The vulnerabilities, tracked as CVE-2026-45492, CVE-2026-45494 and CVE-2026-45495, affect Chromium-based Microsoft Edge and were credited to Orange Tsai of DEVCORE Research Team, one of the better-known browser and enterprise security researchers in the global vulnerability research community. The public advisories were released on June 4, while Microsoft had already shipped fixes through Edge version 148.0.3967.70 for desktop, followed by related Android and iOS updates.
The most severe of the three is CVE-2026-45495, a remote code execution flaw linked to feedback log file handling and directory traversal. The vulnerability requires user interaction, meaning an attacker would need to convince a victim to visit a crafted webpage or open a malicious file. Even with that limitation, browser-based code execution remains a significant risk because Edge is widely deployed across corporate Windows environments, often integrated with identity, cloud and productivity workflows.

Problem set ->
1) According to the passage on the Edge flaws, why is CVE-2026-45495 still a serious risk even though it needs the user to do something? Answer in one to three sentences.
2) Copy everything in the passage on the Edge flaws from "The vulnerabilities, tracked" down to "and iOS updates.".
3) In the passage on the Edge flaws, which desktop version of Edge included Microsoft's fixes?

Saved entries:
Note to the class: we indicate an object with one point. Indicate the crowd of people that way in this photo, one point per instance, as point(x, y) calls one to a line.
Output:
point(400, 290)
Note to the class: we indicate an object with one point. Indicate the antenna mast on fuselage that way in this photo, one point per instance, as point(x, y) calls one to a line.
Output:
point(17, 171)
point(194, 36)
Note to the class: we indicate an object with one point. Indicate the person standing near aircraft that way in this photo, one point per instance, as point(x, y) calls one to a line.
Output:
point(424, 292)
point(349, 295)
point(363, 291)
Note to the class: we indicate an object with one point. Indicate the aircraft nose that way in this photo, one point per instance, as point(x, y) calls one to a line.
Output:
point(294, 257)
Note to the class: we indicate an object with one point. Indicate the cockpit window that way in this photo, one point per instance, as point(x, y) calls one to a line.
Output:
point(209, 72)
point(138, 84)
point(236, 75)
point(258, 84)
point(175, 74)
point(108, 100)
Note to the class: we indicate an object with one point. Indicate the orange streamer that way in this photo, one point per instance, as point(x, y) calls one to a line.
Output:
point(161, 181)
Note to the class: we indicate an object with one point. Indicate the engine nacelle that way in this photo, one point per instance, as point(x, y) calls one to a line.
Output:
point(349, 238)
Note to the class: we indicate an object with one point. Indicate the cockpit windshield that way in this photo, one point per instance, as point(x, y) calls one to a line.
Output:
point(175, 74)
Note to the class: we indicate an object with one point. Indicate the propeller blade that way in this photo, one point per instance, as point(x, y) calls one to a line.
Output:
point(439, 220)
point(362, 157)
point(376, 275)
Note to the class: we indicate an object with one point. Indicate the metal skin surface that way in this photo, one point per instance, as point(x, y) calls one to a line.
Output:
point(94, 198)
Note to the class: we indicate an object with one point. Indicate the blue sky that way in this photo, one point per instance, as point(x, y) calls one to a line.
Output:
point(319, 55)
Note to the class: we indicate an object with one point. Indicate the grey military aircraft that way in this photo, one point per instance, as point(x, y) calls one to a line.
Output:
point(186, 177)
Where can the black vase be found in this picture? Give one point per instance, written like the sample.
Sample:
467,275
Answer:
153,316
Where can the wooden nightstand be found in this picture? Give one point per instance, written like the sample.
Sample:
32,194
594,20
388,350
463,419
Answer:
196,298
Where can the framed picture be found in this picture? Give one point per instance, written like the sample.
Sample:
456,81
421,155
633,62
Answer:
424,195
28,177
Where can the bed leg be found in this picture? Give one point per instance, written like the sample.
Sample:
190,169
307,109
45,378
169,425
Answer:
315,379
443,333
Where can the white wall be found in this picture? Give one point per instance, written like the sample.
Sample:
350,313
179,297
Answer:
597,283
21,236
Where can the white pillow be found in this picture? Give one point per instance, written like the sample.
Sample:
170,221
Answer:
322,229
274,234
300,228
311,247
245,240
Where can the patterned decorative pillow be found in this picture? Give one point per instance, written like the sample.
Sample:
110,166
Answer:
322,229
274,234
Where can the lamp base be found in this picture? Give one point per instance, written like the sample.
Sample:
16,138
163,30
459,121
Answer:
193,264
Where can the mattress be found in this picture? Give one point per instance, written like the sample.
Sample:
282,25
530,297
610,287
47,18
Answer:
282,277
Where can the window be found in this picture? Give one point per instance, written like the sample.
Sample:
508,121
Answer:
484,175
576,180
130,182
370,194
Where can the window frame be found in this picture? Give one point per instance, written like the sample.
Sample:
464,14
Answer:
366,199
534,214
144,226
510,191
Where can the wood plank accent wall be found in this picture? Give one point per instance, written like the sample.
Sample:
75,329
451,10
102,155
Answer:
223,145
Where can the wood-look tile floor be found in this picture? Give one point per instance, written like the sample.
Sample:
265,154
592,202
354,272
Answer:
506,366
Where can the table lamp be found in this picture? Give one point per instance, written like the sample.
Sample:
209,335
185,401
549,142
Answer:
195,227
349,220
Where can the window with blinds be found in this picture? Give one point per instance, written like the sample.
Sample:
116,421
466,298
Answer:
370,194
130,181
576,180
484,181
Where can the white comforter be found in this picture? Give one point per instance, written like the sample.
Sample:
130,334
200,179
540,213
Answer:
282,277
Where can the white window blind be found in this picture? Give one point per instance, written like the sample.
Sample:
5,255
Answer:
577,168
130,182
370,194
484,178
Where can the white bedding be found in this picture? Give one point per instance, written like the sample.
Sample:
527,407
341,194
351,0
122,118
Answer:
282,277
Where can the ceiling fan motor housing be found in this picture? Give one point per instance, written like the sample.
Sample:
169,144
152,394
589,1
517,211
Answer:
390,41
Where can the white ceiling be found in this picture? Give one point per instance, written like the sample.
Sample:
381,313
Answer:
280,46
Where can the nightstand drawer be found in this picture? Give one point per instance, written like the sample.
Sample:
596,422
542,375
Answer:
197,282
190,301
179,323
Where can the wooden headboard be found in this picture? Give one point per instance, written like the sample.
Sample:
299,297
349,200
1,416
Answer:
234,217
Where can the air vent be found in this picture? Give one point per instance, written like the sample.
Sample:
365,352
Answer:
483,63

Responses in order ->
1) Browser-based code execution is a serious risk because Edge is widely used across corporate Windows environments. It is often tied into identity, cloud and productivity workflows.

2)
The vulnerabilities, tracked as CVE-2026-45492, CVE-2026-45494 and CVE-2026-45495, affect Chromium-based Microsoft Edge and were credited to Orange Tsai of DEVCORE Research Team, one of the better-known browser and enterprise security researchers in the global vulnerability research community. The public advisories were released on June 4, while Microsoft had already shipped fixes through Edge version 148.0.3967.70 for desktop, followed by related Android and iOS updates.

3) Edge version 148.0.3967.70